> **Exercises**:
a - In the passage on water supply and ISIS recruitment in northwest Iraq, when did ISIS take control of Mosul Dam?
b - Continue the passage on water supply and ISIS recruitment in northwest Iraq, starting after its last sentence.

> **Document passage**:
"""
Iraq’s insurgency pipeline: water supply and ISIS’s recruitment in northwest Iraq
In August 2014, two months after the Islamic State of Iraq and al-Sham (ISIS) captured Mosul, the network took control of Mosul Dam, the nation’s most important water resource. For days, Iraq stood still, fearing that the network would unleash mass floods that would kill or displace more than a million people, drowning the city that has existed for more than a thousand years. While ISIS never collapsed the dam, its three-year occupation of Nineveh, the governorate in which Mosul is located, led to the death and enslavement of thousands, decimating vast portions of the ancient region. Throughout ISIS’s reign, the majority of Nineveh opposed the group. However, a small portion decided to join its ranks. Why?
Ethnic grievances, ideology, and security were important. So was money.
There were many reasons that persuaded people in Nineveh to join ISIS, say locals. The fall of the Sunni-led Saddam regime fostered grievances among the Sunni community, and resentment was bolstered by political marginalisation and violence perpetrated by Shia military forces in the years that followed. Eventually, tensions rose so high that some Sunnis were convinced to take up arms with ISIS against the Shia community and other minorities.
"""
> **Information shown**:
"""
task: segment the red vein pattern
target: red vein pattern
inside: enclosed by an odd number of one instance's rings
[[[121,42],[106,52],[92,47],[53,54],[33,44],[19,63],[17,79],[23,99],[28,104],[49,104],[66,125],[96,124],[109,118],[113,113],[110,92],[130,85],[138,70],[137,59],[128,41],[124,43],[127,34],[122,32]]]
"""
> **The replies**:
a - In August 2014, two months after it captured Mosul.

b -
Others joined for ideological reasons, believing that the imposition of Sharia law was the rightful interpretation of Islam. Security factors also played a role, with some hoping that the instability that came with the US invasion and subsequent counterinsurgencies would subside under ISIS’s regime. More joined out of fear, believing they or their loved ones would be punished for dissent. But while these dynamics are often attributed to the sudden growth in ISIS membership, others, namely, material and environmental factors, frequently get ignored. These reasons may have been crucial in determining who joined the network.
[ISIS] would give him a house, cheap food, cars and things like that. He would be treated better than general people. That’s why he joined
Who was excluded from Iraq’s water economy?
Comparatively, Mosul’s economy before the ISIS takeover was in better shape than it had been in years. Locals say that government salaries were significantly higher than during the Saddam period, and the city was an acclaimed trading hub. But the beneficiaries of Mosul’s economic rise were generally confined within the city walls. Rural Nineveh remained severely disadvantaged, with the majority of the population reliant on farming but receiving insufficient electricity and water to do so effectively.
Water management has been one of Iraq’s most heated political issues for years. Supply governance has historically been very weak, with the country, commonly known as the “Land of Two Rivers,” managing resources based on a philosophy of excess, not scarcity. Waste and mismanagement are prolific, with the implications of malpractice made exponentially worse by neighbouring countries’ development of dams to control and preserve water reserves for themselves.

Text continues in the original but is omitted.